EXERCISE 1: Copy the following passage on Exxon and Guyana word for word, in full.

TEXT PROVIDED:
Ali’s plan is showing early signs of progress. Guyana’s non-oil economy grew at 14.3% last year, slower than the 19.3% growth rate of the economy overall but still much faster than most of the rest of the world. And rising oil production, set to increase 30% to 1.3 million barrels a day over the next few years, means its sovereign wealth fund is likely to grow even if crude prices decline.
Exxon supports Ali in his efforts to rapidly grow living standards in a country where, just a few years ago, more than half the population lived in poverty, according to the Inter-American Development Bank.
“People in the community have to see the benefits of you being there,” Woods said. “To think you’re going to go into a community or location and be at odds with the people that you’re living and working with, that equation will never work.”
Since Trump took office a year ago, Exxon has expanded in Angola, obtained offshore drilling rights in Greece, won exploration concessions in Egypt and signed a production sharing contract in Trinidad and Tobago. The company has also held talks over new fields in Iraq and Libya, both OPEC members.
In these negotiations, Guyana looms large.
“If I can deliver more value for the same dollar, the benefit is huge for the resource owners,” Woods said. “It’s good for us, but it’s even better for the resource owners, and therefore they’re incentivized to bring the best in.”

EXERCISE 2: State how many lines of the listing below contain the string "detections", and give only the number.

RECORDS SUPPLIED:
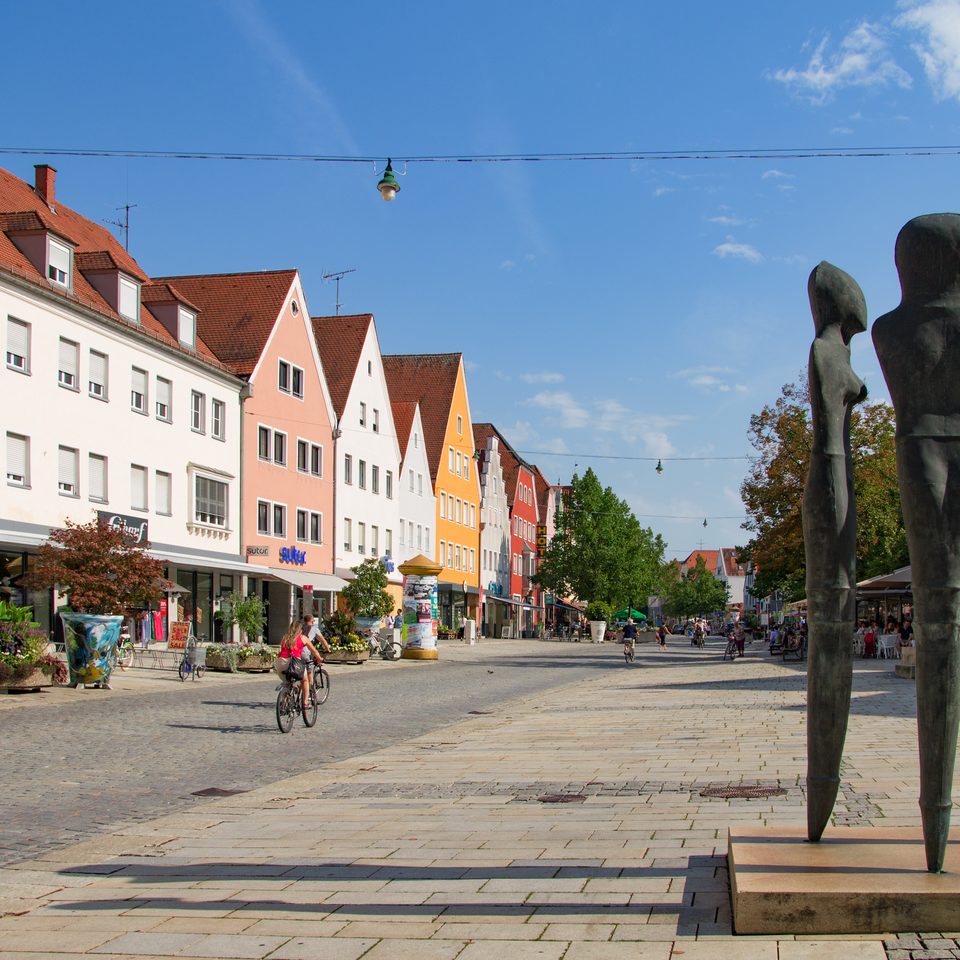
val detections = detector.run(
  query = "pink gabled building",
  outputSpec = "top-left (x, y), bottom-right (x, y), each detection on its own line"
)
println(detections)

COMPLETE ANSWER 1:
Ali’s plan is showing early signs of progress. Guyana’s non-oil economy grew at 14.3% last year, slower than the 19.3% growth rate of the economy overall but still much faster than most of the rest of the world. And rising oil production, set to increase 30% to 1.3 million barrels a day over the next few years, means its sovereign wealth fund is likely to grow even if crude prices decline.
Exxon supports Ali in his efforts to rapidly grow living standards in a country where, just a few years ago, more than half the population lived in poverty, according to the Inter-American Development Bank.
“People in the community have to see the benefits of you being there,” Woods said. “To think you’re going to go into a community or location and be at odds with the people that you’re living and working with, that equation will never work.”
Since Trump took office a year ago, Exxon has expanded in Angola, obtained offshore drilling rights in Greece, won exploration concessions in Egypt and signed a production sharing contract in Trinidad and Tobago. The company has also held talks over new fields in Iraq and Libya, both OPEC members.
In these negotiations, Guyana looms large.
“If I can deliver more value for the same dollar, the benefit is huge for the resource owners,” Woods said. “It’s good for us, but it’s even better for the resource owners, and therefore they’re incentivized to bring the best in.”

COMPLETE ANSWER 2: 2